Brano da leggere:
========================================

Cari amici rivolesi, ho avuto modo di conoscere anni fa la vostra comunità e mi onoro di essere legato da sincera amicizia con alcuni tra voi.
Con interesse e non poca apprensione ho seguito la vicenda della mozione in merito alla delicata questione educativa delle giovani generazioni presentata dalla maggioranza in consiglio comunale e dei seguenti comunicati di segno opposto arrivati a stretto giro dalla minoranza.
Anche elementi della società civile hanno manifestato ora contrarietà ora approvazione al contenuto di quella mozione.
Non a caso ho usato il termine “apprensione” perché pensare di relegare un tema cruciale al semplice “piantare bandierine” della politica dell’uno o dell’altro segno è quanto mai svilente e costituisce prova evidente di una non corretta comprensione della posta in gioco.
Un tema tanto delicato richiederebbe un approccio ragionato e approfondito, per quanto possibile scevro da presupposti ideologici e dalla logorante tendenza a strumentalizzare il dibattito in chiave politica e, a tal fine, mi limito a porre delle basi per una adeguata riflessione.
Il primo equivoco in cui si è caduti in questa vicenda è la non corretta comprensione del rapporto scuola-famiglia.
Chi scrive ben conosce le dinamiche della scuola, sia come genitore sia come insegnante nella scuola primaria e secondaria di primo grado. Per un verso, la scuola rischia di fungere da comodo parcheggio per i figli durante la settimana lavorativa. Per un altro, le famiglie desidererebbero - e giustamente - essere parte attiva e consapevole del percorso educativo.
Ciò è, in effetti, il cuore del cosiddetto patto educativo di corresponsabilità, la vitale e imprescindibile alleanza tra scuola e famiglia che ha però confini ben precisi.

========================================

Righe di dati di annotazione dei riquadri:
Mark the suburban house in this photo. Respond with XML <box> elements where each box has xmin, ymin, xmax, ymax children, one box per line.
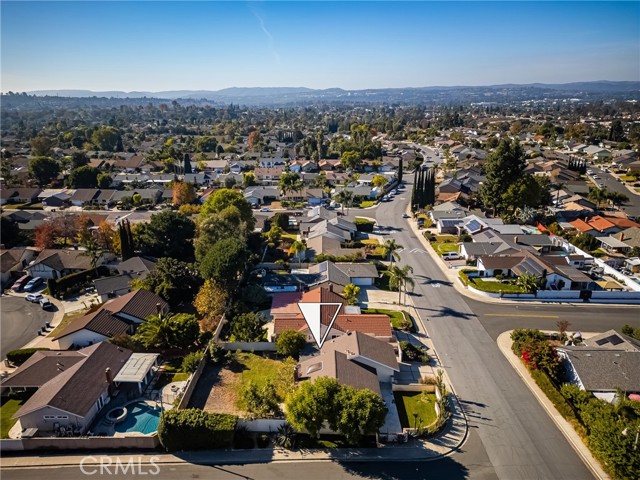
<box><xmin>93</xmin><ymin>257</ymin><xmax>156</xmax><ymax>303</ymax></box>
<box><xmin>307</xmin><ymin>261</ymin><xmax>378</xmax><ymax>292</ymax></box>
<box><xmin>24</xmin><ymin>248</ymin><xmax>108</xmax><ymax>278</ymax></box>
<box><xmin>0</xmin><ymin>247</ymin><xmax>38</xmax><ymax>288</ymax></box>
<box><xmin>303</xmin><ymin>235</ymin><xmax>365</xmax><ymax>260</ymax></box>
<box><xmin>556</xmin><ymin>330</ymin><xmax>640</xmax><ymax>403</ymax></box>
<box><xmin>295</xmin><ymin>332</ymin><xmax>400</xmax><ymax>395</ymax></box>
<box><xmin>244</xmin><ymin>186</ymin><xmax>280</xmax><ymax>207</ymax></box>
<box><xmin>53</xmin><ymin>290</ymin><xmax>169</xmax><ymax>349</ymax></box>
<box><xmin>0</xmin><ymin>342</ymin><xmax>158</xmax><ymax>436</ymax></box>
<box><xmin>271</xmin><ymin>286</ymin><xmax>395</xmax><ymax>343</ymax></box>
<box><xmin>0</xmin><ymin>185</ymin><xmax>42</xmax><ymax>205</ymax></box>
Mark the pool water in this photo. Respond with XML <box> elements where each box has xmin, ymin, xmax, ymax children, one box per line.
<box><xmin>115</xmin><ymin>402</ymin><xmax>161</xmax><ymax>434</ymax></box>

========================================

Cosa si chiede:
Per favore, stabilisci se ciascuna affermazione concorda con il brano riportato sopra. Rispondi sì o no e cita alla lettera le parole del brano che lo decidono.
(a) La mozione sulla questione educativa è stata presentata dalla minoranza in consiglio comunale.
(b) Chi scrive insegna nella scuola primaria e secondaria di primo grado.
(c) L'alleanza tra scuola e famiglia non ha confini.

Risposta qui sotto:
(a) No: "presentata dalla maggioranza in consiglio comunale".
(b) Sì: "sia come insegnante nella scuola primaria e secondaria di primo grado".
(c) No: "che ha però confini ben precisi".